# Stated problem A:
In the passage on migrating to VMware Cloud Foundation, what storage was VCF supported on when it was first released?
# Stated problem B:
Please carry on the passage on migrating to VMware Cloud Foundation from where it stops.

start Extract

Looking to migrate your existing VMware environment to VMware Cloud Foundation? Below is a brief summary of what is involved in making this transition based on my personal experience.
When new technologies are released, many organizations look at how to implement them in their environments to improve performance, management, and agility. New developments that are software based can be much easier to implement in an existing environment versus having to deploy a full hardware and software stack. This is beneficial if an organization is between hardware refreshes or if the funding is not sufficient to purchase both the new software and hardware. However, converting an existing environment has its own unique challenges and complications.
For anyone not familiar, VMware Cloud Foundation (VCF) with NSX is a way to deploy a full Software Defined Datacenter from a single product. This includes your host deployments, clusters, and networks. It can be deployed in an on-premises datacenter, a cloud based environment, or a hybrid. When VCF was first released, it was only supported on VSAN. This limited the environments where it could be deployed. However, further development opened it up to environments with other storage options such as fiber channel, NFS, and vVols. This means that many existing environments can now be converted, opening the solution to many more organizations. The following is based on experience in converting an existing vSphere 6.7 environment to VMware Cloud Foundation 7.0 with NSX and some of the challenges that were encountered.

end Extract
start Material shown

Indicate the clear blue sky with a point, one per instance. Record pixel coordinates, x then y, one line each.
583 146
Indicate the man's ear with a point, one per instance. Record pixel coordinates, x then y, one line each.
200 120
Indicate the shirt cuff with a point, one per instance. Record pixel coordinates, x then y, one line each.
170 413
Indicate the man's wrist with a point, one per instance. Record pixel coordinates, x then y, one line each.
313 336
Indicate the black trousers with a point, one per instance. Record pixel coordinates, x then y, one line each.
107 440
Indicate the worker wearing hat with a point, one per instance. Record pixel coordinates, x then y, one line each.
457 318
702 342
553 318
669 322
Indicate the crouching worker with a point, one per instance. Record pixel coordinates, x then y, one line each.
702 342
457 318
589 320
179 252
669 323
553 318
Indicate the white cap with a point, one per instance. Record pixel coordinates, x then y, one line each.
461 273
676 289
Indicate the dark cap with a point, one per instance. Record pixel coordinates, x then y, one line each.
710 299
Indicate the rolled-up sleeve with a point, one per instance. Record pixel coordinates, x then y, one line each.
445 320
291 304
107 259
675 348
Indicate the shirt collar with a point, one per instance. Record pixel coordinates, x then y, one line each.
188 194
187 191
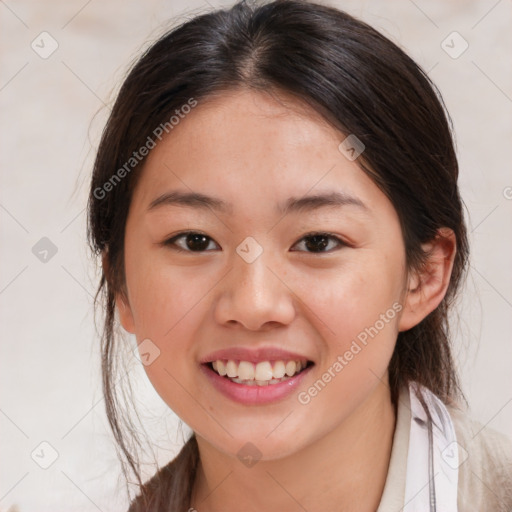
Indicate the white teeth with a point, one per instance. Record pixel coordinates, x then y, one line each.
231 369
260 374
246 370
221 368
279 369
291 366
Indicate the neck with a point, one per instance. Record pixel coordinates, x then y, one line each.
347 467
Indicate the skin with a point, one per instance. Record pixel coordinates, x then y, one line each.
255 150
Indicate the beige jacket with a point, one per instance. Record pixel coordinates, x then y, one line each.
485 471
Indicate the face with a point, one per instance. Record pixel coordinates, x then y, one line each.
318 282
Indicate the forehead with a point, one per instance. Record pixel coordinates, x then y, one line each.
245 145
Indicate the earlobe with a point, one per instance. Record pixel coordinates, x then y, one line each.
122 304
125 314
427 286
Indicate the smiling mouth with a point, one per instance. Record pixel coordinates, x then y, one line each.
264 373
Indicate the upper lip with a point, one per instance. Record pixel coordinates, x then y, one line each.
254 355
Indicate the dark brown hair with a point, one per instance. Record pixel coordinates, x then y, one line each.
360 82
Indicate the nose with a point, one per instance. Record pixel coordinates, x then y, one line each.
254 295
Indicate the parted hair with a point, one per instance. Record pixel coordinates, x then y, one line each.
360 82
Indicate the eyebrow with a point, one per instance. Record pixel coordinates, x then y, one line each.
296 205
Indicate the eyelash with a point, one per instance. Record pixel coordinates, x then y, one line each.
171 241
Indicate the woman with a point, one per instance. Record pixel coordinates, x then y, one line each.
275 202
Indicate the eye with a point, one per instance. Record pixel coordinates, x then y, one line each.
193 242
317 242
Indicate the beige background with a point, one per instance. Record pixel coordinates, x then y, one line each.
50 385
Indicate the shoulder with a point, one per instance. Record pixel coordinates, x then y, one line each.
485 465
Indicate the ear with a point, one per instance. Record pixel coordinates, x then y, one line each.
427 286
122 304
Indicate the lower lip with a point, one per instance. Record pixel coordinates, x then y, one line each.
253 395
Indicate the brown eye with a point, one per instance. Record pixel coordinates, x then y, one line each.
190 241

end Material shown
start Material shown

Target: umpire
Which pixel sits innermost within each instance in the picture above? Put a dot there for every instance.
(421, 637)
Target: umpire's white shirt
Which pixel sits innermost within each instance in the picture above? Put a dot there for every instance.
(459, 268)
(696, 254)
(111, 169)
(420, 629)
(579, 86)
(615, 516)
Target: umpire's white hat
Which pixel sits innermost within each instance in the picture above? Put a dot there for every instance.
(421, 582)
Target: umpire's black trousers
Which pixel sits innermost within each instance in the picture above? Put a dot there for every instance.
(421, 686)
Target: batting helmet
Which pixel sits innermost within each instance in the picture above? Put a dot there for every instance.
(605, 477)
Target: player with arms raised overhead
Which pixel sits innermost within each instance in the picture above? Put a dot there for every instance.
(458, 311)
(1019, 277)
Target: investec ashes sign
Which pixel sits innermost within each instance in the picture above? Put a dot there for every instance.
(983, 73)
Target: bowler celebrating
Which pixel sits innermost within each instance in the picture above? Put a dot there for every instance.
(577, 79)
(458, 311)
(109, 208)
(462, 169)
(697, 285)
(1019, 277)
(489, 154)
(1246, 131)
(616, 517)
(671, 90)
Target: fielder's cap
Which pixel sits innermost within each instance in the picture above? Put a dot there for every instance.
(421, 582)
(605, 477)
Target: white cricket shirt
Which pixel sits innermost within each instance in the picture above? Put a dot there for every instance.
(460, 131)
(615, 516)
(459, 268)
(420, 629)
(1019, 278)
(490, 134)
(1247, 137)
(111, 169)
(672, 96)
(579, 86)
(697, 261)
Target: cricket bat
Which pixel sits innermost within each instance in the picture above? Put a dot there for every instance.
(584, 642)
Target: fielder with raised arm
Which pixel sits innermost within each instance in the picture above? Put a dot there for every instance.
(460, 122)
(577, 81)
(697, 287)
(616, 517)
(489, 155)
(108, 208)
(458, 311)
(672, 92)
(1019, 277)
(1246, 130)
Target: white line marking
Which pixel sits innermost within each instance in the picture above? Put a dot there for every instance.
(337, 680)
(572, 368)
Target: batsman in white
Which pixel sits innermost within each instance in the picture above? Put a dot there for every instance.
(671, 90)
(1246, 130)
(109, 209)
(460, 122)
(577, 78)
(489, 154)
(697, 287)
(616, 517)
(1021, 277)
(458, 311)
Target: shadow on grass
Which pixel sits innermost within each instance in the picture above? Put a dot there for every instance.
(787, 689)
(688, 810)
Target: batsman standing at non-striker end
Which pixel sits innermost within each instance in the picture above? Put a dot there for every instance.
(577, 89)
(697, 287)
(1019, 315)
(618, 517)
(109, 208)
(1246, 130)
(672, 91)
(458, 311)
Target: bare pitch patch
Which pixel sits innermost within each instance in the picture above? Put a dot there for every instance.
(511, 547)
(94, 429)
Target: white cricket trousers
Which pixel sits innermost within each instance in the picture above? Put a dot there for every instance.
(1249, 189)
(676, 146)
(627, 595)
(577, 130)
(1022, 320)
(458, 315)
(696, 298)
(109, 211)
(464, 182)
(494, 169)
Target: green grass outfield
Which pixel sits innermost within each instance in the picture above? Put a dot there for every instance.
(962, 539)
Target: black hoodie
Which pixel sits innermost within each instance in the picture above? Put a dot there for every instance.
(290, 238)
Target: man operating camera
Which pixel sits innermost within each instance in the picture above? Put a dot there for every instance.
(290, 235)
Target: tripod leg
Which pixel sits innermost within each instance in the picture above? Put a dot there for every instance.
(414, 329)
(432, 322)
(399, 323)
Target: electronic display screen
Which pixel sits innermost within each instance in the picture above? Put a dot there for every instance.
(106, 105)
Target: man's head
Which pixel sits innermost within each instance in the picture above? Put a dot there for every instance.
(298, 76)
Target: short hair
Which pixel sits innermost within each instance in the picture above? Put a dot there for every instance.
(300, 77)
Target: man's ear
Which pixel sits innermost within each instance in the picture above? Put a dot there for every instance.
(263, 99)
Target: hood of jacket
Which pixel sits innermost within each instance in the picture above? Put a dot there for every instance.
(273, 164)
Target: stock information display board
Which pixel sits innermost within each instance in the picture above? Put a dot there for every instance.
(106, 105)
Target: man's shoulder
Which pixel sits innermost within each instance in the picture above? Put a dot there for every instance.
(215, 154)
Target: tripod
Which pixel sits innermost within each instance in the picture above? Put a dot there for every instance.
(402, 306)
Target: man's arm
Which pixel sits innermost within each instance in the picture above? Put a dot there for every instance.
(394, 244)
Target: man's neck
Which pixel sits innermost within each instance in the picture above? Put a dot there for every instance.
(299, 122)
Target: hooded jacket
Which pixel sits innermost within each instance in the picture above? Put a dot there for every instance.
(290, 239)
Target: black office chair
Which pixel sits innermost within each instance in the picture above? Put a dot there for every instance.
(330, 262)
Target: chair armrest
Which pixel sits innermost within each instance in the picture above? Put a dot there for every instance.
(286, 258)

end Material shown
start Material shown

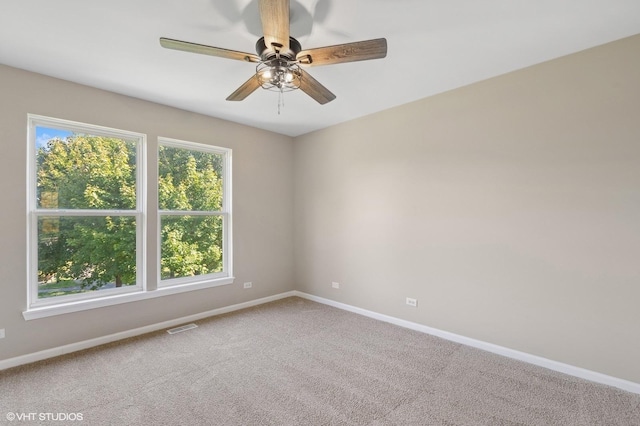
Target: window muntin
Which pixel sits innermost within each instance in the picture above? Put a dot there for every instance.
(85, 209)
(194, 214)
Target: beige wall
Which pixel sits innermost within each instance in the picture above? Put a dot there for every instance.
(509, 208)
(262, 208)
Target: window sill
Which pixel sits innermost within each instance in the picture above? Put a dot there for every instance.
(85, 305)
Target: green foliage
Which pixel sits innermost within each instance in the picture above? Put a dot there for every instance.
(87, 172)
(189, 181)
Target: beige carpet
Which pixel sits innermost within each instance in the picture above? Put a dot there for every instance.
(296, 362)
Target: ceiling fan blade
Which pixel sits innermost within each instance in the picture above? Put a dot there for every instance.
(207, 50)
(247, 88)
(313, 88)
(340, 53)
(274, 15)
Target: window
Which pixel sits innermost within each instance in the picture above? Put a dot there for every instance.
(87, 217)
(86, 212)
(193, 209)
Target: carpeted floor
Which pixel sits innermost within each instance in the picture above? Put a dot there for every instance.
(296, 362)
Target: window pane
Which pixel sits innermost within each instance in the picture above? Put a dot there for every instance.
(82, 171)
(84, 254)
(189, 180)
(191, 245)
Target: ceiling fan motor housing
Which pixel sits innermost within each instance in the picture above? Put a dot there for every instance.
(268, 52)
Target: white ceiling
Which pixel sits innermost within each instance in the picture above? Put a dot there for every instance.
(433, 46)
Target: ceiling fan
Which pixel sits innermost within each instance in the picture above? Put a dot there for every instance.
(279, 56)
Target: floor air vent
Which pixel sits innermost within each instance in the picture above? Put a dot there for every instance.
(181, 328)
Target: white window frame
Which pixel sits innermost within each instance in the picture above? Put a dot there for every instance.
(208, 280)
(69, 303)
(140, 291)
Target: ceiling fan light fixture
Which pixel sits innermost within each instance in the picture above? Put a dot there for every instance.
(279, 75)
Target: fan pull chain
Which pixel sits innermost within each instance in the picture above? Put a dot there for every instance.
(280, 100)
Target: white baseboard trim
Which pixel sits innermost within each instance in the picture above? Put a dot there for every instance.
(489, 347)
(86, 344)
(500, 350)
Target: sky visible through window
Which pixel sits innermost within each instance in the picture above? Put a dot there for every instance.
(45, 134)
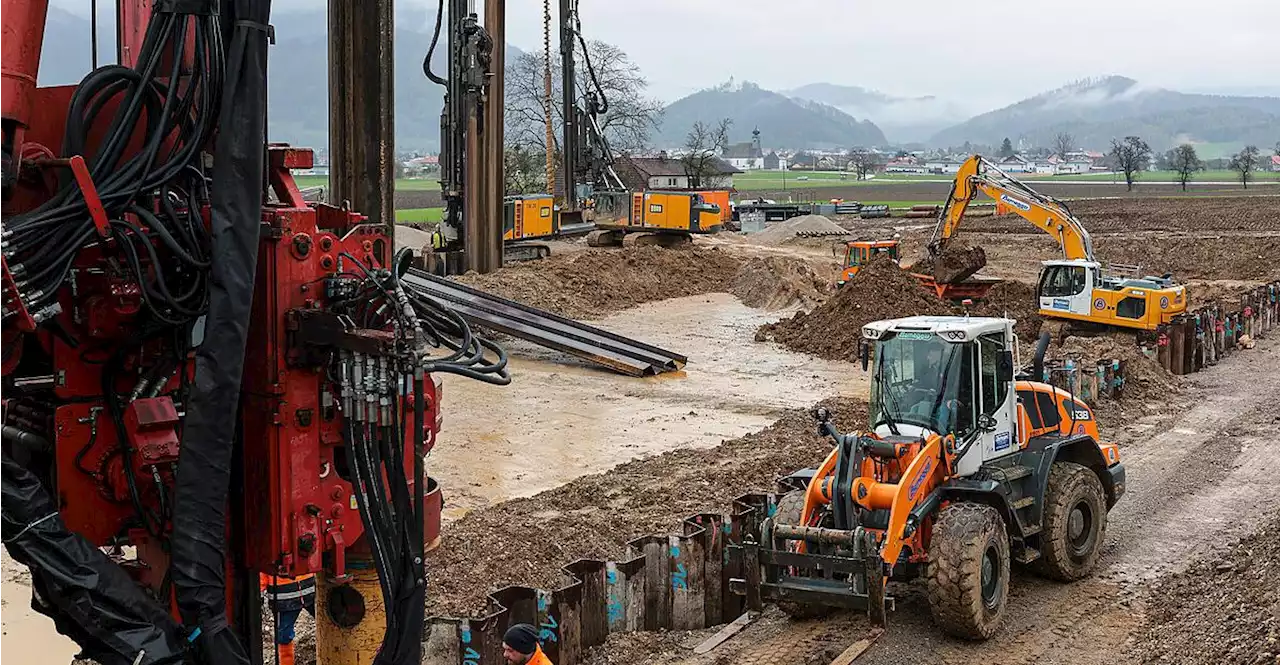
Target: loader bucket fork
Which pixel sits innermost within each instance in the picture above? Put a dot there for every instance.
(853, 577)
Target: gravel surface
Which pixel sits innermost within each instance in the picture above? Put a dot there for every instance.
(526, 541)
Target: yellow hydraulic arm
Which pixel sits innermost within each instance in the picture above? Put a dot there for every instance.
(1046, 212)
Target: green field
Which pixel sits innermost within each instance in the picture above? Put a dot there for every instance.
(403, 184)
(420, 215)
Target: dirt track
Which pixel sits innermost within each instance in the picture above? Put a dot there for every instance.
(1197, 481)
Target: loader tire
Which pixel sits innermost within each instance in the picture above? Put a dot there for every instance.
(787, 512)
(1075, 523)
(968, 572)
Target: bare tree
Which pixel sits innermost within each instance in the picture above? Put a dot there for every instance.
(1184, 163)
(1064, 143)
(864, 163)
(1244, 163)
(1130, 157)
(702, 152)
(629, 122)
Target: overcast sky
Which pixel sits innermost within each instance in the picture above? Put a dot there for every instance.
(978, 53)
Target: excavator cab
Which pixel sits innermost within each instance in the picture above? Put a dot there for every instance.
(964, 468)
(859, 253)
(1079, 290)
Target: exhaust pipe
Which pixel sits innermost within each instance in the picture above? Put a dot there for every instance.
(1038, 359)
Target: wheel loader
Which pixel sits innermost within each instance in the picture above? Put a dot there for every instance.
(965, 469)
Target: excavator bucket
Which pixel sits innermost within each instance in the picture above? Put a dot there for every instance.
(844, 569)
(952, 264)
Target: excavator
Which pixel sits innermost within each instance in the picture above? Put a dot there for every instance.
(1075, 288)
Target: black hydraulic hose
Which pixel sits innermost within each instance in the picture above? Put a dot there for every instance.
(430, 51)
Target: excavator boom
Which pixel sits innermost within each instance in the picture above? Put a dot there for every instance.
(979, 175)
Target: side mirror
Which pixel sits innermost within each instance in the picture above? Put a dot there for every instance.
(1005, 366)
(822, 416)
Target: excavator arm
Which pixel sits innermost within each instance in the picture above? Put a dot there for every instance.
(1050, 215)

end Material shown

# Expected answer A:
Only VSAN.

# Expected answer B:
The first step in planning a conversion to VCF is to acquire the correct licensing. This can be challenging, so it is recommended to work with your account team and a trusted partner. This is not as simple as just upgrading your existing licenses from 6.7 to 7.0 as in previous releases. VCF is based on cloud technologies and has many features. Therefore, you need to either purchase new licenses or trade in your existing ones for VCF licenses. Your account team and partners need to know which functions and features of VCF that will be deployed to provide the correct licensing. Otherwise, you could run into issues during your deployment when you need to download various appliance OVA’s or enable specific features. Even once the new license have been issued, do a review to ensure that all of the features and functionality has been provided ahead in initiating your deployment. On premise licenses for the same features will not work if you are looking to enable certain cloud-based features. Log into your VMware Cloud portal and verify which subscriptions are licensed.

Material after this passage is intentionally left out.